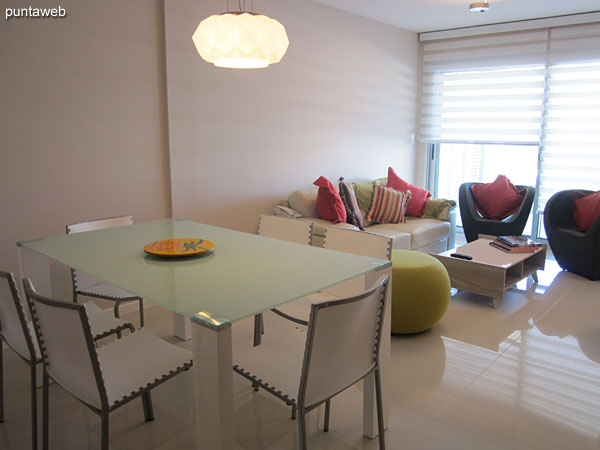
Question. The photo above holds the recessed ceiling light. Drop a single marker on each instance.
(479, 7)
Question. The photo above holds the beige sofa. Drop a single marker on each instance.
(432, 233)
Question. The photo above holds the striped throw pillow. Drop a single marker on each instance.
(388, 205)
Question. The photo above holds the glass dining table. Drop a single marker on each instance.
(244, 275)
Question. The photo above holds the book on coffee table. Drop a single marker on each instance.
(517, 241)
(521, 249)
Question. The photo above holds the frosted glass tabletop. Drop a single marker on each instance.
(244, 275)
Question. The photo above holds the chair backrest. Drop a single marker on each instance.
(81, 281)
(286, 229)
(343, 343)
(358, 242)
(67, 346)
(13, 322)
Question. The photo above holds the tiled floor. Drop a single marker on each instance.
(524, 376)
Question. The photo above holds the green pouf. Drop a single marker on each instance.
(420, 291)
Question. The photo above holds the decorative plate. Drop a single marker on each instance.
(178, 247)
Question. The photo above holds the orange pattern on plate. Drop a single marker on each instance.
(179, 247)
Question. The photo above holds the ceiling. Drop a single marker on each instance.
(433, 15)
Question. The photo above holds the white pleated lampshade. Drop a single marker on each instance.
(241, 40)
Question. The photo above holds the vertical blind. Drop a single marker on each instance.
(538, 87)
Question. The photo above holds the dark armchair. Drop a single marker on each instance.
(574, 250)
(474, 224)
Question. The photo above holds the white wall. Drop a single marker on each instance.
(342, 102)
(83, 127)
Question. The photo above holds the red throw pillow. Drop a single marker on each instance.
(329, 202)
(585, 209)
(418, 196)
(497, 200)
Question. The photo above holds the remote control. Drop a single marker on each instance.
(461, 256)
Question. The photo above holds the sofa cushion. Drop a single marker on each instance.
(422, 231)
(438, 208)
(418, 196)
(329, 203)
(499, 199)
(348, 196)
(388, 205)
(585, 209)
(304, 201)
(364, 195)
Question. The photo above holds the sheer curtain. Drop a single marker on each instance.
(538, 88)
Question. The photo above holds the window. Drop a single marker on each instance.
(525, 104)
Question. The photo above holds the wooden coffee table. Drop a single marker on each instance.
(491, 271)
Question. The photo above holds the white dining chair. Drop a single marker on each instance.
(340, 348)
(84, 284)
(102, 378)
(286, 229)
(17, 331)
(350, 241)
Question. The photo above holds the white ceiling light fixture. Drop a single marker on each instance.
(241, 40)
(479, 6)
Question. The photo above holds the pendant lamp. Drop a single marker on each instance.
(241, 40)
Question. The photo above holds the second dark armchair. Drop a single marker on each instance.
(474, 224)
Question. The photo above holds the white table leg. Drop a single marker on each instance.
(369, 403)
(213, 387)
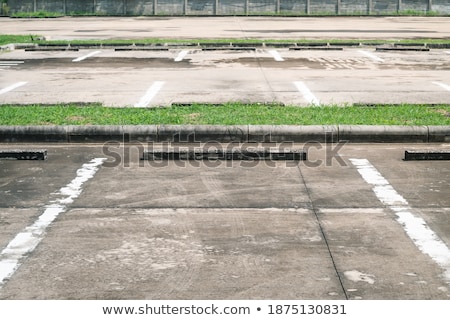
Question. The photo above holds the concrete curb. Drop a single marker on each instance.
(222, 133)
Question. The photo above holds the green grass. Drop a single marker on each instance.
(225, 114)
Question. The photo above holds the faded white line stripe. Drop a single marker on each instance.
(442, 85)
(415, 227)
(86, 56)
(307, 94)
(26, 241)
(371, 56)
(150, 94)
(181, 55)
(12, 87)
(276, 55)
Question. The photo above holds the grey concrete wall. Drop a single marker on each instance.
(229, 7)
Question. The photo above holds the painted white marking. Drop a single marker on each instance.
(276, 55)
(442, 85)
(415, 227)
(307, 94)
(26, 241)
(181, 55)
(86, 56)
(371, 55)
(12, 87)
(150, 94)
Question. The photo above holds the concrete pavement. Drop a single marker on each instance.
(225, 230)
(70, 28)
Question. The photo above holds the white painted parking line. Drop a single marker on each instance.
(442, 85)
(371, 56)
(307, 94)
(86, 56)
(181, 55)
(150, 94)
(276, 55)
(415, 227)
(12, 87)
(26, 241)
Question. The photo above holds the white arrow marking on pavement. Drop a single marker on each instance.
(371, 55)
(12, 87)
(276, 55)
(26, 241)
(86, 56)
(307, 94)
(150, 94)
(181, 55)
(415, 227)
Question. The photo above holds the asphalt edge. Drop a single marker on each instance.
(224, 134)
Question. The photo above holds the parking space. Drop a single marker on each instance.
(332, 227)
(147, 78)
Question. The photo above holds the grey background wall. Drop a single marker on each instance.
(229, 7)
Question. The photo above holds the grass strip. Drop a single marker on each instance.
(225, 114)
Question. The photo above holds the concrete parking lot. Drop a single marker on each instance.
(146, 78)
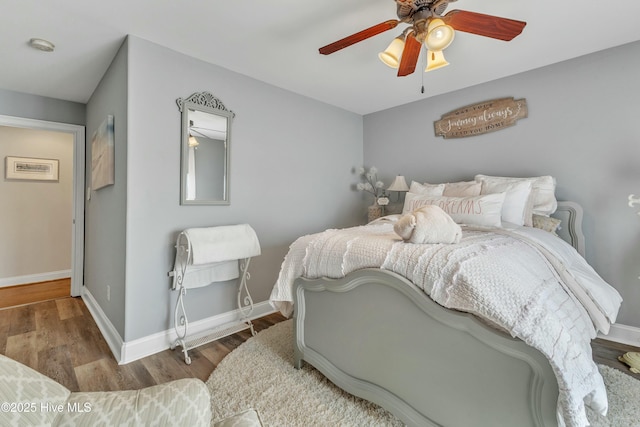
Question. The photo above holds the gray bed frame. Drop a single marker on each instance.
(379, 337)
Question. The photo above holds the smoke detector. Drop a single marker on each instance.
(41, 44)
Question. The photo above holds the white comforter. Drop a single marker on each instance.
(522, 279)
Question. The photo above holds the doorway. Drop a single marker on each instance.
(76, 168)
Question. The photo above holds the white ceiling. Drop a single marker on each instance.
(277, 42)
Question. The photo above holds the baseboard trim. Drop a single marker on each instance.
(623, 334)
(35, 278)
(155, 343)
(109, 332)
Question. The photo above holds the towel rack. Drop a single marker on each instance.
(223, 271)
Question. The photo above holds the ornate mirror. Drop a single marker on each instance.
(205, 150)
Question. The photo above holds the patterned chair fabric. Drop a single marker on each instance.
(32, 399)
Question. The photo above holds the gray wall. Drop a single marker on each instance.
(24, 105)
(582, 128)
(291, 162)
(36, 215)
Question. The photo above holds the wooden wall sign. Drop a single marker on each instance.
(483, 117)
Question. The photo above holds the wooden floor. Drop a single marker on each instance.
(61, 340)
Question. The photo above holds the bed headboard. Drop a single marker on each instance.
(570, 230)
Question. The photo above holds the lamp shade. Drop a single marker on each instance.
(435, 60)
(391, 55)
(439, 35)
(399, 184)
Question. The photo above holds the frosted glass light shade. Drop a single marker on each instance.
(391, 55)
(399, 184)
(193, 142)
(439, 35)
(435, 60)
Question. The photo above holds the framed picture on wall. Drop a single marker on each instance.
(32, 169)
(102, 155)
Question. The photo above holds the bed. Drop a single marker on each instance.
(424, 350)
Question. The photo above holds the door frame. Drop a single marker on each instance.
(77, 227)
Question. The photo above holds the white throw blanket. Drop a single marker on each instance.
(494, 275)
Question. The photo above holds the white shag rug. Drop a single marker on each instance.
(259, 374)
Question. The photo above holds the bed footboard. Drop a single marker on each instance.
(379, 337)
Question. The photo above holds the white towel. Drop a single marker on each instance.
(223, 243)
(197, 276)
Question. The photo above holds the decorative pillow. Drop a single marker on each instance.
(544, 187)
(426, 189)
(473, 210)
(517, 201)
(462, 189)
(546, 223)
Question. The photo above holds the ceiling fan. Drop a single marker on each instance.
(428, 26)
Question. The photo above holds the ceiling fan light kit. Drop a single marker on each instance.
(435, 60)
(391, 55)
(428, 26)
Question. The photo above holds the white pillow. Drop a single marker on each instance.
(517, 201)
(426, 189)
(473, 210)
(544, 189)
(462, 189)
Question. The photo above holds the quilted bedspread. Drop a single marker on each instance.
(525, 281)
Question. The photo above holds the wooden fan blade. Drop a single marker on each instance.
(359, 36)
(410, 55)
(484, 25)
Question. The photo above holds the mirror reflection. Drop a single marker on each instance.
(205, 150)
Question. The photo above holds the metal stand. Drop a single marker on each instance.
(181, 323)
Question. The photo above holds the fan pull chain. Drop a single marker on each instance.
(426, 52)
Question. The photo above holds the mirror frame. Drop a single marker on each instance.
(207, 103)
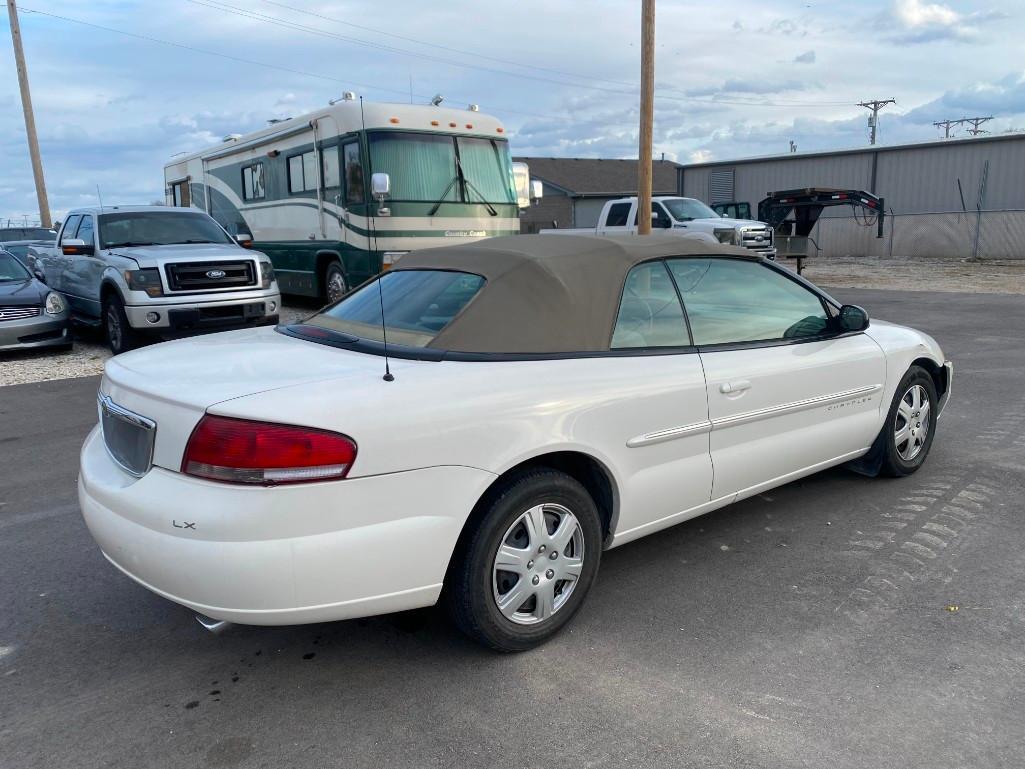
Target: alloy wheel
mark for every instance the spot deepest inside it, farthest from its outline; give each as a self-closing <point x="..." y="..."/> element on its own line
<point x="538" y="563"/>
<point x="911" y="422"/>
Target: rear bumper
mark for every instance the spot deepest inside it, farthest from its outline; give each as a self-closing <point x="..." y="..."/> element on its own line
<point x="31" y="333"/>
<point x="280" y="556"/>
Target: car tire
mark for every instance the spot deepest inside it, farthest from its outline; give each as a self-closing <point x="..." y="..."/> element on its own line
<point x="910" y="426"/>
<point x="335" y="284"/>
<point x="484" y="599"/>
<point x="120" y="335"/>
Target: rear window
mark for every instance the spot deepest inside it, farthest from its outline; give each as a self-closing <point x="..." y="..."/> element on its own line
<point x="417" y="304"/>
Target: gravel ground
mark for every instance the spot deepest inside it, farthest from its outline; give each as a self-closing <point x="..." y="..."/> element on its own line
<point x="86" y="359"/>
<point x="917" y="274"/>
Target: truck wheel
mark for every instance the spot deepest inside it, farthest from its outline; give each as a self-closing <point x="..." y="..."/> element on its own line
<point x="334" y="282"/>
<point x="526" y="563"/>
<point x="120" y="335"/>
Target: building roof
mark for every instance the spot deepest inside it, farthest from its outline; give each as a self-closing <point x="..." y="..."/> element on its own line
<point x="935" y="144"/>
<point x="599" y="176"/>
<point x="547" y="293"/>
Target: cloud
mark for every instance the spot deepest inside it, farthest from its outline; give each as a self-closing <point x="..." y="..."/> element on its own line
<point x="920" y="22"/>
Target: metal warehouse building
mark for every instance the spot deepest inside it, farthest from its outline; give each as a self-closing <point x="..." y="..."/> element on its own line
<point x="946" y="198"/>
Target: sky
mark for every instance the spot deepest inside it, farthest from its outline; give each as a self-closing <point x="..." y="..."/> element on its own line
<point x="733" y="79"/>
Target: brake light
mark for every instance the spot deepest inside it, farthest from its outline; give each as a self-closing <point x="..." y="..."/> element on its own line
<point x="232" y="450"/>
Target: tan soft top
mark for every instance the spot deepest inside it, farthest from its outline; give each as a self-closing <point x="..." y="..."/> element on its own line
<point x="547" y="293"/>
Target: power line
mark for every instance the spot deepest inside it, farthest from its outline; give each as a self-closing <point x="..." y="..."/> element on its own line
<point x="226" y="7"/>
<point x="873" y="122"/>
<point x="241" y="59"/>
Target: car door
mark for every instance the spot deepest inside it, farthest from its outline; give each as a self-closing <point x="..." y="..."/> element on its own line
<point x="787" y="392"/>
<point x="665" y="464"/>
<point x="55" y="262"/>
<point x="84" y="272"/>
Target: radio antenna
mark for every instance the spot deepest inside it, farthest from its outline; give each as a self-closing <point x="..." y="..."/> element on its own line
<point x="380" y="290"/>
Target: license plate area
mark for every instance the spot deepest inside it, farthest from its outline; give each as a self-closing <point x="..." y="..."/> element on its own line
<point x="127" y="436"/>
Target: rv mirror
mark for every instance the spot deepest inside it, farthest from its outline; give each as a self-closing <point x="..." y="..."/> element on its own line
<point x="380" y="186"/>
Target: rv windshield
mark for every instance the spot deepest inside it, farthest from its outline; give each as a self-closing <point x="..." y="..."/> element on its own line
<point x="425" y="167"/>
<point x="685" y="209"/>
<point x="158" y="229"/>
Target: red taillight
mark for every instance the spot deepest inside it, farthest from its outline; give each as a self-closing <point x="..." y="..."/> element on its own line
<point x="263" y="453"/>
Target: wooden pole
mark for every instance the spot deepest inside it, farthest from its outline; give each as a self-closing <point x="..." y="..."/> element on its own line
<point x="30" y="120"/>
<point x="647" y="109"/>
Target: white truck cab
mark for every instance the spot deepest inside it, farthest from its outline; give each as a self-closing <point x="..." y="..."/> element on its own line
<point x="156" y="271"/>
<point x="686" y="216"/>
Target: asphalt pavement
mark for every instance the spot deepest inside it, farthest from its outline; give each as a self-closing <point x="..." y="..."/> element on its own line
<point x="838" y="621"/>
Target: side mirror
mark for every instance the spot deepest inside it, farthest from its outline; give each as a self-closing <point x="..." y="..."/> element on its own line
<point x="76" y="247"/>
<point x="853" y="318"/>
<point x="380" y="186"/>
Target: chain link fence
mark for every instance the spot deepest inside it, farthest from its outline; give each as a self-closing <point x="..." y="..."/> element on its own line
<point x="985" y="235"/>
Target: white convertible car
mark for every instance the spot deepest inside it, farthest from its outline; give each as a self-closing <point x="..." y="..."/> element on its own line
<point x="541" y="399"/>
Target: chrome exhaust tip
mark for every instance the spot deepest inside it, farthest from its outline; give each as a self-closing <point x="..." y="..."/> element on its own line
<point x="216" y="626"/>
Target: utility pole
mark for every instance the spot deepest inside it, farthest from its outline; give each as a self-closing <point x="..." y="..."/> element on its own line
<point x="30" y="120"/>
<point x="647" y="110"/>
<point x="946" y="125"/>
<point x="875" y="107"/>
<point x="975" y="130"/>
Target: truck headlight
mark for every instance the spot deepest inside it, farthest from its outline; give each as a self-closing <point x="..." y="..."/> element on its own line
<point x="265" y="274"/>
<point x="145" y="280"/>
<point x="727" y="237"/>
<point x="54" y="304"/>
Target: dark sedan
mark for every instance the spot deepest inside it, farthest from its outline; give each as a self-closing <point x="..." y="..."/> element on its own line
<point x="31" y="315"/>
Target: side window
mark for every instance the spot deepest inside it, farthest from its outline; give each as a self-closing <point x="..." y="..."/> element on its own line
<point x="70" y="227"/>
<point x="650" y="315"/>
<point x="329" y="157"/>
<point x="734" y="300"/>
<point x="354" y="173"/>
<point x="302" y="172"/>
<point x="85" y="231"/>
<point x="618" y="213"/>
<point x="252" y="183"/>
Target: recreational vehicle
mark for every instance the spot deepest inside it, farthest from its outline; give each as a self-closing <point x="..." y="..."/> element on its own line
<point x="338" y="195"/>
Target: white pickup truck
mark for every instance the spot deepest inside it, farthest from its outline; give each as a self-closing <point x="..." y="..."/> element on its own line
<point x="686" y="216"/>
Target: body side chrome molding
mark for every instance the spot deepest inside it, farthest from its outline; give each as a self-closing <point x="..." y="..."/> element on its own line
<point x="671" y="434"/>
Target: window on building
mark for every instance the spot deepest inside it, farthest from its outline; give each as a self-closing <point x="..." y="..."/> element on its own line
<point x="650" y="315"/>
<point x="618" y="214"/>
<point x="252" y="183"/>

============

**Instruction:** From the line holding "Target: truck headlight" through the last line above, reproduce each line exactly and add nothing.

**Answer for the task:**
Target: truck headlight
mark for every instance the spot deepest inside it, farthest from its outline; give each as a self-closing <point x="..." y="..."/> element on its own line
<point x="265" y="274"/>
<point x="145" y="280"/>
<point x="727" y="237"/>
<point x="54" y="304"/>
Target: dark sedan
mark for every instance the spot deepest inside it, farthest from its outline; give each as a self-closing <point x="..." y="..."/> element on its own line
<point x="31" y="315"/>
Target: side window
mark for every instance the spot deepest inside it, farthest from its outline; give each as a self-closing <point x="..." y="..."/> element on its own line
<point x="70" y="227"/>
<point x="650" y="315"/>
<point x="329" y="157"/>
<point x="734" y="300"/>
<point x="354" y="173"/>
<point x="302" y="172"/>
<point x="85" y="231"/>
<point x="618" y="213"/>
<point x="252" y="183"/>
Target: recreational vehicle
mark for every instance the spot deepest inside it, farthest from its outline; give each as a self-closing <point x="..." y="..."/> element on its own line
<point x="338" y="195"/>
Target: white pickup truck
mark for every instance the spot deepest inside it, farthest from its outline; give each as a self-closing <point x="..." y="..."/> element on its own line
<point x="686" y="216"/>
Target: body side chrome molding
mark for every instance the spot deepest inside it, farthest from its outline; give each as a self-closing <point x="..." y="..."/> element on its own line
<point x="671" y="434"/>
Target: window on building
mark for every instance the spot deepest inside it, farthest from its outline; give each as a self-closing <point x="..." y="..."/> element on its own line
<point x="650" y="315"/>
<point x="618" y="214"/>
<point x="252" y="183"/>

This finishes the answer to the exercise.